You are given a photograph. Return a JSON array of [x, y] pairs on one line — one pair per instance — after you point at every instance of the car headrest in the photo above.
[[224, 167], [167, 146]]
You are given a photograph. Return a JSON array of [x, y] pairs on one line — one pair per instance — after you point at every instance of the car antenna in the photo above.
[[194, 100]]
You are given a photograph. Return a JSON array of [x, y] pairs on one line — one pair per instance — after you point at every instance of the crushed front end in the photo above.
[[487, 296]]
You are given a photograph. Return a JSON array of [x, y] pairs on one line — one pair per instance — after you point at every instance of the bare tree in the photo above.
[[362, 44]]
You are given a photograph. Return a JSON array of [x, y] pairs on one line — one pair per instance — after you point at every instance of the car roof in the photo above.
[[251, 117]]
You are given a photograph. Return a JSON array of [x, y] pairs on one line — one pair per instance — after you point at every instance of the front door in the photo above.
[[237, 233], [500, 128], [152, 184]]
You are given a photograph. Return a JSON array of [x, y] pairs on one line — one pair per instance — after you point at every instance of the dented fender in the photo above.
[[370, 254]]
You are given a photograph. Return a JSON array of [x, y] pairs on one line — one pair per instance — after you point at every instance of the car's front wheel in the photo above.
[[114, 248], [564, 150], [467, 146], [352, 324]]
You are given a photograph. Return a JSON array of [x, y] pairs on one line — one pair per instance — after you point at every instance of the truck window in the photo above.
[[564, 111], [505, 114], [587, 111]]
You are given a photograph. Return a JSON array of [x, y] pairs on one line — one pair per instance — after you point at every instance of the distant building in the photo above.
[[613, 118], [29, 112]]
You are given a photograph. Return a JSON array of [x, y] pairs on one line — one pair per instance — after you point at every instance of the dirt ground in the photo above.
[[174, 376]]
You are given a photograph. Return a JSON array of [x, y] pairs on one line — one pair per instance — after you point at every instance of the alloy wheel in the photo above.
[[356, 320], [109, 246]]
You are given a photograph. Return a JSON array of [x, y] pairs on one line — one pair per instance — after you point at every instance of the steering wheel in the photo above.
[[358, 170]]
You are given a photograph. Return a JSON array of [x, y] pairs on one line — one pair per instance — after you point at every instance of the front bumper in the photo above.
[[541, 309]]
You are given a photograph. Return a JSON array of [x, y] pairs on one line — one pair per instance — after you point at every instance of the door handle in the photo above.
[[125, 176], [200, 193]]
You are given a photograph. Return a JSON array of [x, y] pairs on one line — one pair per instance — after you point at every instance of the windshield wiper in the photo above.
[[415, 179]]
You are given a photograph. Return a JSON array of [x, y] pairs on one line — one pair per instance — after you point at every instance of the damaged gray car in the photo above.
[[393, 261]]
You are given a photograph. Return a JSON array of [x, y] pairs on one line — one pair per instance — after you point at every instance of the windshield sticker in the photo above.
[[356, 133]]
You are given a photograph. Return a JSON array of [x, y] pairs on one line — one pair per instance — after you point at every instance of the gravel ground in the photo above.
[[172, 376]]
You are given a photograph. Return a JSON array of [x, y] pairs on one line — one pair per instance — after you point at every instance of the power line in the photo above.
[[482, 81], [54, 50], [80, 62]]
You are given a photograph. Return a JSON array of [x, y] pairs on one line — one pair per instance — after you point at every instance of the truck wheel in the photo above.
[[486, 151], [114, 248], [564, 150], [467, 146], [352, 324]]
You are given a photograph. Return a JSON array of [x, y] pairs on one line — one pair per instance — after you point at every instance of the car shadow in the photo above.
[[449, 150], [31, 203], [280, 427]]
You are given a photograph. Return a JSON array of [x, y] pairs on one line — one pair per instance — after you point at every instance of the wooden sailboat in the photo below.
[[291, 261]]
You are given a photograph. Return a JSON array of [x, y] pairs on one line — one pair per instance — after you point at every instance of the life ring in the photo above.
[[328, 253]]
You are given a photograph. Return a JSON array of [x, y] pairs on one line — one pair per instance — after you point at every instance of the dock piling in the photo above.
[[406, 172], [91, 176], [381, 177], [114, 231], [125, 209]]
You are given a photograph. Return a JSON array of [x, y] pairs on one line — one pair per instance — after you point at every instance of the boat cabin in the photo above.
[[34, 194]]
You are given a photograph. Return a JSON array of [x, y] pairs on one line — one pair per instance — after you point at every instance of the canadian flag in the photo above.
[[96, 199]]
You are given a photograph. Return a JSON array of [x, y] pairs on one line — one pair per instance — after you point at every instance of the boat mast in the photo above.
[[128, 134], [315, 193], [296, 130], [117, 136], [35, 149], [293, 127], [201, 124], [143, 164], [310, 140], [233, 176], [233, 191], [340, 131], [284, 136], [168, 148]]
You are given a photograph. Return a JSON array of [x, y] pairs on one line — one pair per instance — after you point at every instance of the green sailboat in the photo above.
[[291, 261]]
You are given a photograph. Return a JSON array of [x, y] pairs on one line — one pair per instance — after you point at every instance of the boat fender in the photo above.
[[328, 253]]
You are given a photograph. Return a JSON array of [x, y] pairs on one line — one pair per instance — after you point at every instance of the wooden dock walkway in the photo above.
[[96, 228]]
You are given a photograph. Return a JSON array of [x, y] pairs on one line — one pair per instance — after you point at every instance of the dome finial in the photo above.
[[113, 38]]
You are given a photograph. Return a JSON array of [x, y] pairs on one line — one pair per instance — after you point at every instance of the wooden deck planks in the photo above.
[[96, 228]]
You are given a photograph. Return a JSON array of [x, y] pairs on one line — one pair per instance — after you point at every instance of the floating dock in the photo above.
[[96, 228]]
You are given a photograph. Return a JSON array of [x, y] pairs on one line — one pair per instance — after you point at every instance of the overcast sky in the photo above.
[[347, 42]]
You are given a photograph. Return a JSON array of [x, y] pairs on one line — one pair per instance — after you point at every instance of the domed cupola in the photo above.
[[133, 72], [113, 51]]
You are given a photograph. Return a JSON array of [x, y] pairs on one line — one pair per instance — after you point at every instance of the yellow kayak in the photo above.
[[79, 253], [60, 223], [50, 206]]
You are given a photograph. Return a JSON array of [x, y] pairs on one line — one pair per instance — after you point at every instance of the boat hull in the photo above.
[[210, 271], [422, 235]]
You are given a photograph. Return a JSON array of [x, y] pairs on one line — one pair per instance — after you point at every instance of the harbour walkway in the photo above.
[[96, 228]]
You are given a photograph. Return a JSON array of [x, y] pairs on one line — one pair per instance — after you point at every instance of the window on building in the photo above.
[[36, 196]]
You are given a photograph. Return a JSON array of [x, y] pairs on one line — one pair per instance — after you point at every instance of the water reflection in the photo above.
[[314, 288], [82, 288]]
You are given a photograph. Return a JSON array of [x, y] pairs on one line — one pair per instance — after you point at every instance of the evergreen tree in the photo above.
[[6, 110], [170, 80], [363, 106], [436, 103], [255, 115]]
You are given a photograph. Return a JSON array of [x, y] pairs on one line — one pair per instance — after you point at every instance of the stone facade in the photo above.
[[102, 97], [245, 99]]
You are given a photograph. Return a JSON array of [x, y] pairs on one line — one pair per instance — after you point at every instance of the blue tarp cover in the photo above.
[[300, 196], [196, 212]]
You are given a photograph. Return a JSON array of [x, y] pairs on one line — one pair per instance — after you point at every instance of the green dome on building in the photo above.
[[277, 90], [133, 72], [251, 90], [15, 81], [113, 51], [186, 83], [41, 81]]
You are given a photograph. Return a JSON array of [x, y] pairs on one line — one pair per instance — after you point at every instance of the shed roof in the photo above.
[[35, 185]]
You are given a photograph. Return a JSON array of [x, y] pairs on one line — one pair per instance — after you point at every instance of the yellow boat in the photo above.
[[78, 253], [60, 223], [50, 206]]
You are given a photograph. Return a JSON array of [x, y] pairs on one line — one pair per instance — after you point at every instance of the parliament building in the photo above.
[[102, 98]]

Task details: Present every one of the records above as a Markdown table with the columns Row and Record, numbering the rows in order and putting each line in the Record column. Leave out any blank lines.

Finished task:
| Row | Record |
|---|---|
| 1 | You are given a photograph. Return a JSON array of [x, y] pairs on one line — one pair per instance — after you point at every instance of the car headrest in the photo above. |
| 2 | [[224, 167], [167, 146]] |
| 3 | You are given a photograph. Return a JSON array of [x, y] pairs on one line — one pair per instance — after you point at every instance of the car antenna in the photo above. |
| 4 | [[194, 100]] |
| 5 | You are given a photograph. Return a JSON array of [x, y] pairs on one line — one pair per instance — after you point at every instance of the crushed front end in the photo above. |
| 6 | [[487, 296]] |
| 7 | You are given a photograph. Return a JSON array of [x, y] pairs on one line — one pair per instance — after you point at every instance of the bare tree in the photo above. |
| 8 | [[362, 44]] |
| 9 | You are given a photograph. Return a JSON array of [x, y] pairs on one line — one pair per instance — after you point at every instance of the car roof in the photo above. |
| 10 | [[251, 117]] |
| 11 | You are given a photograph. Return a JSON array of [x, y] pairs on one line — one pair per instance — after you point at every instance of the front door in the photo above. |
| 12 | [[237, 233], [500, 128], [152, 184]] |
| 13 | You are given a photograph. Return a JSON array of [x, y] pairs on one line — one pair per instance — after you point at every instance of the dented fender in the photo above. |
| 14 | [[370, 254]] |
| 15 | You are given a photograph. Return a JSON array of [x, y] pairs on one line — one pair per instance — after you point at every instance of the car's front wheel in the photo above. |
| 16 | [[114, 248], [564, 150], [467, 146], [352, 324]] |
| 17 | You are given a photograph. Return a JSON array of [x, y] pairs on one line — one pair per instance — after you point at every instance of the truck window in the photo above. |
| 18 | [[564, 111], [505, 114], [587, 111]] |
| 19 | You are given a photograph. Return a JSON array of [x, y] pairs on one line — one pair per instance — after you point at every instance of the distant building in the photo above. |
| 20 | [[613, 118], [29, 112]] |
| 21 | You are given a photograph. Return a JSON array of [x, y] pairs on one line — one pair per instance — after you point at every instance of the dirt ground in the photo above. |
| 22 | [[174, 376]] |
| 23 | You are given a photograph. Return a JSON array of [x, y] pairs on one line — one pair per instance — after you point at every instance of the alloy wheel in the photo above. |
| 24 | [[356, 320], [109, 246]] |
| 25 | You are given a photograph. Return a JSON array of [x, y] pairs on one line — one pair per instance — after you point at every instance of the steering wheel in the photo above. |
| 26 | [[358, 170]] |
| 27 | You are given a photograph. Return a JSON array of [x, y] pairs on one line — one pair per instance — after you point at every instance of the front bumper in the photo above. |
| 28 | [[541, 309]] |
| 29 | You are given a photograph. Return a JSON array of [x, y] pairs on one line — one pair per instance — after you point at every instance of the door handle in the photo above. |
| 30 | [[125, 176], [200, 193]] |
| 31 | You are given a photograph. Return a JSON array of [x, y] pairs on one line — one pair per instance — after you point at every instance of the windshield wiper in the photo above. |
| 32 | [[415, 179]] |
| 33 | You are given a photograph. Return a JSON array of [x, y] pairs on one line — one pair per instance — after you point at every instance of the damaged gray car in the photo above. |
| 34 | [[393, 261]] |
| 35 | You are given a photograph. Return a JSON array of [x, y] pairs on one line — one pair per instance — after you point at every instance of the windshield sticker in the photo above. |
| 36 | [[356, 133]] |
| 37 | You are given a photograph. Return a JSON array of [x, y] pairs on one line — one pair per instance — after you point at every instance of the gravel ground in the photo above. |
| 38 | [[172, 376]] |
| 39 | You are given a photograph. Return a JSON array of [x, y] pairs on one line — one pair per instance — after you point at every instance of the power line in the photo above. |
| 40 | [[482, 81], [54, 50], [80, 62]] |
| 41 | You are given a photograph. Return a JSON array of [x, y] pairs on one line — one pair per instance — after you point at every instance of the truck wheel in the photo above. |
| 42 | [[486, 151], [114, 248], [564, 150], [467, 146], [352, 324]] |
| 43 | You are given a photograph. Return a JSON array of [x, y] pairs on one line — one pair per instance — after you point at every instance of the car shadow in the photo above. |
| 44 | [[449, 150], [31, 203], [280, 427]] |
| 45 | You are given a photograph. Return a JSON array of [x, y] pairs on one line — one pair per instance — after you point at every instance of the wooden sailboat in the photo below. |
| 46 | [[291, 261]] |
| 47 | You are given a photograph. Return a JSON array of [x, y] pairs on one line — one pair per instance — after you point at every instance of the life ring in the photo above. |
| 48 | [[328, 253]] |
| 49 | You are given a photograph. Return a JSON array of [x, y] pairs on one line — one pair per instance — after you point at every instance of the dock piling in the photo above. |
| 50 | [[406, 172], [91, 176], [381, 177], [114, 231], [125, 209]] |
| 51 | You are given a photograph. Return a JSON array of [x, y] pairs on one line — one pair per instance — after you point at every instance of the boat cabin in the photo above. |
| 52 | [[34, 194]] |
| 53 | You are given a photograph. Return a JSON array of [x, y] pairs on one line — one pair per instance — after you point at every instance of the canadian flag in the photo above. |
| 54 | [[96, 199]] |
| 55 | You are given a photograph. Return a JSON array of [x, y] pairs on one line — one pair per instance — after you point at every instance of the boat mast in the photo above. |
| 56 | [[128, 134], [315, 193], [296, 130], [117, 136], [35, 149], [293, 127], [201, 124], [143, 164], [310, 140], [233, 176], [233, 191], [340, 131], [284, 136], [168, 148]] |
| 57 | You are given a photograph. Return a JSON array of [x, y] pairs on one line — one pair per instance — after you point at every instance of the green sailboat in the photo above. |
| 58 | [[291, 261]] |
| 59 | You are given a photograph. Return a JSON array of [x, y] pairs on one line — one pair per instance — after you point at every instance of the boat fender in the photo above. |
| 60 | [[328, 253]] |
| 61 | You are given a photograph. Return a JSON array of [x, y] pairs on one line — one pair per instance — after you point at every instance of the wooden dock walkway in the photo above. |
| 62 | [[96, 228]] |
| 63 | You are given a photograph. Return a JSON array of [x, y] pairs on one line — one pair per instance — after you point at every instance of the dome finial in the photo above. |
| 64 | [[113, 38]] |
| 65 | You are given a photograph. Return a JSON array of [x, y] pairs on one line — one pair per instance — after you point at every instance of the wooden deck planks in the photo above. |
| 66 | [[96, 228]] |
| 67 | You are given a photograph. Return a JSON array of [x, y] pairs on one line — one pair per instance — after you point at every instance of the floating dock in the photo above. |
| 68 | [[96, 228]] |
| 69 | You are given a photograph. Return a JSON array of [x, y] pairs on one line — one pair per instance — after you point at every instance of the overcast sky in the photo above. |
| 70 | [[347, 42]] |
| 71 | You are given a photograph. Return a JSON array of [x, y] pairs on one line — one pair per instance — after you point at every instance of the domed cupola in the photo above. |
| 72 | [[133, 72], [113, 51]] |
| 73 | You are given a photograph. Return a JSON array of [x, y] pairs on one line — one pair per instance — after you point at every instance of the yellow kayak in the photo above. |
| 74 | [[79, 253], [60, 223], [50, 206]] |
| 75 | You are given a photograph. Return a JSON array of [x, y] pairs on one line — one pair per instance — after you point at every instance of the boat hull in the photo above. |
| 76 | [[210, 271], [422, 235]] |
| 77 | You are given a photograph. Return a JSON array of [x, y] pairs on one line — one pair per instance — after you point at every instance of the harbour walkway in the photo above. |
| 78 | [[96, 228]] |
| 79 | You are given a photograph. Return a JSON array of [x, y] pairs on one line — one pair per instance — after you point at every instance of the window on building in the photo above. |
| 80 | [[36, 196]] |
| 81 | You are given a photograph. Return a JSON array of [x, y] pairs on one line — one pair per instance — after you point at every instance of the water reflection in the photo above. |
| 82 | [[314, 288], [82, 288]] |
| 83 | You are given a photograph. Return a JSON array of [x, y] pairs on one line — one pair per instance — after you point at every instance of the evergreen tree in the photo above. |
| 84 | [[6, 110], [170, 80], [363, 106], [436, 103], [255, 115]] |
| 85 | You are given a photograph. Return a JSON array of [x, y] pairs on one line — one pair per instance — after you point at every instance of the stone facade in the photo above. |
| 86 | [[102, 97], [245, 99]] |
| 87 | You are given a photograph. Return a JSON array of [x, y] pairs on one line — one pair per instance — after you point at every instance of the blue tarp cover in the photo above. |
| 88 | [[300, 196], [196, 212]] |
| 89 | You are given a photograph. Return a JSON array of [x, y] pairs on one line — one pair per instance — after you point at every instance of the green dome on building in the photo above. |
| 90 | [[277, 90], [133, 72], [251, 90], [15, 81], [113, 51], [186, 83], [41, 81]] |
| 91 | You are given a photograph. Return a JSON array of [x, y] pairs on one line — one pair per instance — after you point at every instance of the shed roof in the photo above. |
| 92 | [[35, 185]] |
| 93 | You are given a photograph. Return a JSON array of [x, y] pairs on one line — one pair per instance — after you point at every instance of the yellow boat in the photo above. |
| 94 | [[78, 253], [60, 223], [50, 206]] |
| 95 | You are given a photograph. Return a JSON array of [x, y] pairs on one line — one pair per instance — after you point at every instance of the parliament building in the photo above. |
| 96 | [[102, 98]] |